§ **The problem**:
Transcribe the material below exactly as it appears.
[START Records shown]
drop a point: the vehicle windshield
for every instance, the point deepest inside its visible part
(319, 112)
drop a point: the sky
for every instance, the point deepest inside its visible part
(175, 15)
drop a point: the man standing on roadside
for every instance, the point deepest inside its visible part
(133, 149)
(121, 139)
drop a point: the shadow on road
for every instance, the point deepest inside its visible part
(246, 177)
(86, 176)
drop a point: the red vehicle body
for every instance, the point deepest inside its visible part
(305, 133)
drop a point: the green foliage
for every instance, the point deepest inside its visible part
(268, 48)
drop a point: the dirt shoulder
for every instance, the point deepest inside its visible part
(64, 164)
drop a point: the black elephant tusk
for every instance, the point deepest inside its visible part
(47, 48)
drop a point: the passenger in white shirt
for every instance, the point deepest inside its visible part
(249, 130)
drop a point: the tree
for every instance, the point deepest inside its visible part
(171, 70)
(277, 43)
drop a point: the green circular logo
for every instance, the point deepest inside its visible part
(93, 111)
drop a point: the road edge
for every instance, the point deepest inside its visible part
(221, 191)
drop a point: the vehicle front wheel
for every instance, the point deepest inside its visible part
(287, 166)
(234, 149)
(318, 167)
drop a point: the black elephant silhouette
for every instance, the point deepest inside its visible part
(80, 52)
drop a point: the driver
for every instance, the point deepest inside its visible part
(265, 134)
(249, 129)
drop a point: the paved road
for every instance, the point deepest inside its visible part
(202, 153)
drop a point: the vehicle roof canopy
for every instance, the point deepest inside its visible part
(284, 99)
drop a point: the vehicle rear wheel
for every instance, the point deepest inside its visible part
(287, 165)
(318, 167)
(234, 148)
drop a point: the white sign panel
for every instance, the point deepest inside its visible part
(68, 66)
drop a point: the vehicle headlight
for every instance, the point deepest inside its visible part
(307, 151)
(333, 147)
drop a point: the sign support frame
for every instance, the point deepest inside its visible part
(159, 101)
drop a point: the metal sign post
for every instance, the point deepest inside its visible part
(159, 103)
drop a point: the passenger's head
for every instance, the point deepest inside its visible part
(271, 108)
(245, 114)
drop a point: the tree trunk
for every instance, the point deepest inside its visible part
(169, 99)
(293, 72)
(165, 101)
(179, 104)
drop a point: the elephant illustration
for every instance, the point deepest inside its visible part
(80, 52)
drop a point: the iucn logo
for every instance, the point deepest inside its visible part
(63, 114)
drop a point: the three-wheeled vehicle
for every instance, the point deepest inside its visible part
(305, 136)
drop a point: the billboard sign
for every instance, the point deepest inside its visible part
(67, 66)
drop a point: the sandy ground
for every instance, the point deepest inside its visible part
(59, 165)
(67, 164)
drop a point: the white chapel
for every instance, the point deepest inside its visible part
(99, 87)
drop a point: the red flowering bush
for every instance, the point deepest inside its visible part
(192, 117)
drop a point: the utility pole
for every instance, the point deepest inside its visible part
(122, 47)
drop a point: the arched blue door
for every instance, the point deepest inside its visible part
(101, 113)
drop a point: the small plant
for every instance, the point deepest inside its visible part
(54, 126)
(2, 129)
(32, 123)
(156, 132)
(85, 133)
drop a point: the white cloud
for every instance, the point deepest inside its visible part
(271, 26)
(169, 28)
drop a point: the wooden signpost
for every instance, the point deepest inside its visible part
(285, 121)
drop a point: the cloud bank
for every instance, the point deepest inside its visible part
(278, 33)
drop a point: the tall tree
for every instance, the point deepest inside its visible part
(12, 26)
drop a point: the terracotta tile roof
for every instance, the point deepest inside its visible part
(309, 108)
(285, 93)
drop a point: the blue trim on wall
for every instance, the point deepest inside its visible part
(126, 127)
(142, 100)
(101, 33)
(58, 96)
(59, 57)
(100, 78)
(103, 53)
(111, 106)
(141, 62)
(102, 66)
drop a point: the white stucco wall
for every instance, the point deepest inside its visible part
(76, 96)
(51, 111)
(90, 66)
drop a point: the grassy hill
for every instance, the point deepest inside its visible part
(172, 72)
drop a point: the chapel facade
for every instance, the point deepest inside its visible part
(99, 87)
[END Records shown]
§ **Task result**:
drop a point: the vehicle windshield
for every instance, the point deepest inside its visible part
(319, 112)
drop a point: the sky
for every instance, the point deepest inside its visible part
(175, 15)
drop a point: the man standing on roadside
for every instance, the point deepest inside its visible part
(133, 149)
(121, 139)
drop a point: the shadow on road
for every instance, the point deepest inside its visible part
(246, 177)
(86, 176)
drop a point: the red vehicle body
for every instance, the point deepest inside its visible part
(305, 133)
drop a point: the green foliage
for every instance, the point deepest inside its visible part
(268, 48)
drop a point: the dirt shoulder
for every instance, the point deepest inside its visible part
(64, 164)
drop a point: the black elephant tusk
for every instance, the point deepest inside its visible part
(47, 48)
drop a point: the passenger in white shirt
for every instance, the point deepest inside its visible part
(249, 130)
drop a point: the tree
for every instance, the point deepest inside its visible part
(171, 70)
(277, 43)
drop a point: the green circular logo
for every instance, the point deepest inside its visible part
(93, 111)
drop a point: the road edge
for every instance, the point deepest inside its visible part
(221, 191)
drop a point: the vehicle front wheel
for every instance, the point deepest inside its visible part
(287, 166)
(234, 149)
(318, 167)
drop a point: the black elephant silhouette
for every instance, the point deepest inside its visible part
(80, 52)
drop a point: the driver
for every instance, the point deepest inside its visible part
(265, 134)
(249, 129)
drop a point: the paved road
for every instance, the point deepest inside its visible part
(202, 153)
drop a point: the vehicle roof canopy
for every instance, the point deepest inside its visible part
(284, 99)
drop a point: the vehicle rear wheel
for every instance, the point deepest inside its visible part
(287, 165)
(318, 167)
(234, 148)
drop a point: the white sign panel
for every instance, the point deepest inside its visible part
(68, 66)
drop a point: the vehicle headlight
for every instance, the point deepest inside its visible part
(307, 151)
(333, 147)
drop a point: the sign support frame
for every instance, the point deepest inside its visible part
(159, 101)
drop a point: the metal sign post
for every instance, the point deepest inside its visible part
(159, 103)
drop a point: the passenger's head
for every instance, the point deepest inside its visible part
(271, 108)
(245, 114)
drop a point: the tree trunk
for every instance, the point deepest inside its visible part
(169, 99)
(293, 72)
(165, 101)
(179, 104)
drop a point: the elephant illustration
for every instance, the point deepest inside its visible part
(80, 52)
drop a point: the iucn logo
for every instance, the point deepest inside its visible part
(63, 114)
drop a point: the three-wheeled vehicle
for every instance, the point deepest inside its visible part
(305, 136)
drop a point: the billboard sign
for every instance, the point deepest inside its visible part
(67, 66)
drop a point: the sandy ground
for every instance, the point deepest inside its visible part
(59, 165)
(67, 164)
drop a point: the white chapel
for every instance, the point deepest inside its visible part
(99, 87)
drop a point: the red flowering bush
for every instance, the point deepest inside its visible part
(192, 117)
drop a point: the utility pole
for every instance, the point deepest inside its visible part
(122, 47)
drop a point: the arched blue door
for every instance, the point deepest inside its visible part
(101, 113)
drop a point: the small plant
for every instance, the point deepest inside its visible part
(54, 126)
(2, 129)
(32, 123)
(156, 132)
(85, 133)
drop a point: the white cloud
for every instance, the point deepest inside its visible part
(271, 26)
(169, 28)
drop a point: the wooden signpost
for every instance, the point deepest inside its visible part
(285, 121)
drop a point: the cloud bank
for every instance, the point deepest inside its visible part
(278, 33)
drop a point: the tall tree
for every instance, the point deepest inside its visible part
(12, 26)
drop a point: the terracotta tile roof
for every instance, the point deepest inside its visible part
(309, 108)
(285, 93)
drop a point: the blue trim on wall
for every instance, the point deepest inside its visible part
(126, 127)
(142, 100)
(101, 33)
(58, 96)
(59, 57)
(100, 78)
(103, 53)
(111, 106)
(141, 62)
(102, 66)
drop a point: the white stucco wall
for every instance, the point deepest inside its visible part
(76, 96)
(51, 111)
(90, 66)
drop a point: the grassy hill
for every instance, the point deepest inside its visible part
(172, 72)
drop a point: the chapel facade
for every instance, the point deepest inside its visible part
(99, 87)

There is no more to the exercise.